__Task directions__
In the listing, convert the lines from the one containing "After viewing the picture below, confirm" to the one containing "[[85, 280, 100, 289]]", both included, into a JSON list of strings. Each line becomes one string, and blank lines are left out.

* start Supplied entries *

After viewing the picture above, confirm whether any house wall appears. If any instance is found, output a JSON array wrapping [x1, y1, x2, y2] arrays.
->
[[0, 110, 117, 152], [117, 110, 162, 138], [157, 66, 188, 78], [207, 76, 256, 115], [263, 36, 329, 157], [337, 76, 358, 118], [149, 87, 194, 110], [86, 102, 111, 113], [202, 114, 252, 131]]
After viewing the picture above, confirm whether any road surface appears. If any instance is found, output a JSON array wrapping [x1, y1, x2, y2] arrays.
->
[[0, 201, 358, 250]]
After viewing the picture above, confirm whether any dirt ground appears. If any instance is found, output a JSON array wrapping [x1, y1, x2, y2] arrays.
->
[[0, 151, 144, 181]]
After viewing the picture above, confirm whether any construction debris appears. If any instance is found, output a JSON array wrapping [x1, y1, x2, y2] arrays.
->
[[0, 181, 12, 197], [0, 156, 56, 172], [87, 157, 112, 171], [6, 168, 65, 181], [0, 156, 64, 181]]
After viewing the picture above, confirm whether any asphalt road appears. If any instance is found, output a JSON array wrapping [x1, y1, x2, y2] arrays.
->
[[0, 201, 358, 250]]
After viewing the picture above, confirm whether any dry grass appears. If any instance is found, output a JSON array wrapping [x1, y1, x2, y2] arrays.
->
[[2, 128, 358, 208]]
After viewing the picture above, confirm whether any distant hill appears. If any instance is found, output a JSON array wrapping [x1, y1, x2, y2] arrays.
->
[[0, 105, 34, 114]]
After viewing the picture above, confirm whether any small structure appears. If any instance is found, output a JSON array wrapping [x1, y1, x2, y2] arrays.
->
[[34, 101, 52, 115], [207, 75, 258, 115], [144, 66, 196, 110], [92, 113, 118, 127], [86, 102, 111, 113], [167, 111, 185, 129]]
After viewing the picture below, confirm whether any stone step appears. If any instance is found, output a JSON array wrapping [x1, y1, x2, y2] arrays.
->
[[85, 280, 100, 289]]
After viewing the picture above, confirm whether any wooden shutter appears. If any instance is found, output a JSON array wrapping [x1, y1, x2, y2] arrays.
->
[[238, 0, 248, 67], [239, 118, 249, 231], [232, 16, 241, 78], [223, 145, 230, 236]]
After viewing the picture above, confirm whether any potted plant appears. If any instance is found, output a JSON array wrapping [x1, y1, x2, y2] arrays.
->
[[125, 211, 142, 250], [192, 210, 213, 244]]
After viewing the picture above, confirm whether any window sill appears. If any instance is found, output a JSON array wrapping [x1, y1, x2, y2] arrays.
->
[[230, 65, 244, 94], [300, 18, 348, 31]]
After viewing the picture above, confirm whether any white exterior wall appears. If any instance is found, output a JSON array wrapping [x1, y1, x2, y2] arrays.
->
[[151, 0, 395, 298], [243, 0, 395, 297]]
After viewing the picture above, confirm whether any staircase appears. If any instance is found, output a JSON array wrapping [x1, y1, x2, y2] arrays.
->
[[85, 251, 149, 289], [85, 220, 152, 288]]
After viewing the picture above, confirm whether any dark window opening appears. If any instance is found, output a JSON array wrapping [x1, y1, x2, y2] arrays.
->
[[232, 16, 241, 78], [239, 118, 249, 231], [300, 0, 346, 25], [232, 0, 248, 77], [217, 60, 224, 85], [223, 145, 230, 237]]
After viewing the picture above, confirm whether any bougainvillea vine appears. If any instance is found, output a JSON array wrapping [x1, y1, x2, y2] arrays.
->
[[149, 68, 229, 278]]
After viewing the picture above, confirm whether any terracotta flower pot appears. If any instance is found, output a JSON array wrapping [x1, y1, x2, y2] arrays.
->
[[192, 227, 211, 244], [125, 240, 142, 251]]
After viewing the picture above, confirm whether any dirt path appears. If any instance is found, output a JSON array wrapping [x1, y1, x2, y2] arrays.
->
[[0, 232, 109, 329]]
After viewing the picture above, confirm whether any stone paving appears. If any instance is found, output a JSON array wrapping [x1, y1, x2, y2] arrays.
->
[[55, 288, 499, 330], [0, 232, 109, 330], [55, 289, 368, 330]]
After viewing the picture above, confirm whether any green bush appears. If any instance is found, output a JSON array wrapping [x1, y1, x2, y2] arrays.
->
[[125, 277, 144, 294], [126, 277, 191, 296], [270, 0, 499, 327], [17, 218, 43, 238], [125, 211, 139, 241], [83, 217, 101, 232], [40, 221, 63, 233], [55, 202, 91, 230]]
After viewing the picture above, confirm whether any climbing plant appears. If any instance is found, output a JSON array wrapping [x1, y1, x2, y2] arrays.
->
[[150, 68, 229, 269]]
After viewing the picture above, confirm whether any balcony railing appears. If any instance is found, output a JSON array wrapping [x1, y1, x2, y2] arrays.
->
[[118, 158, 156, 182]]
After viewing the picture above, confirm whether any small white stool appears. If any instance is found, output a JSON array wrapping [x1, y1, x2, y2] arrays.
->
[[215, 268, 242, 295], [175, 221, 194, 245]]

* end Supplied entries *

__Solved exercise__
[
  "After viewing the picture below, confirm whether any stone step appears. If any instance is found, output a JSON array wrapping [x1, y1, x2, y2] arrays.",
  "->",
  "[[85, 280, 100, 289]]"
]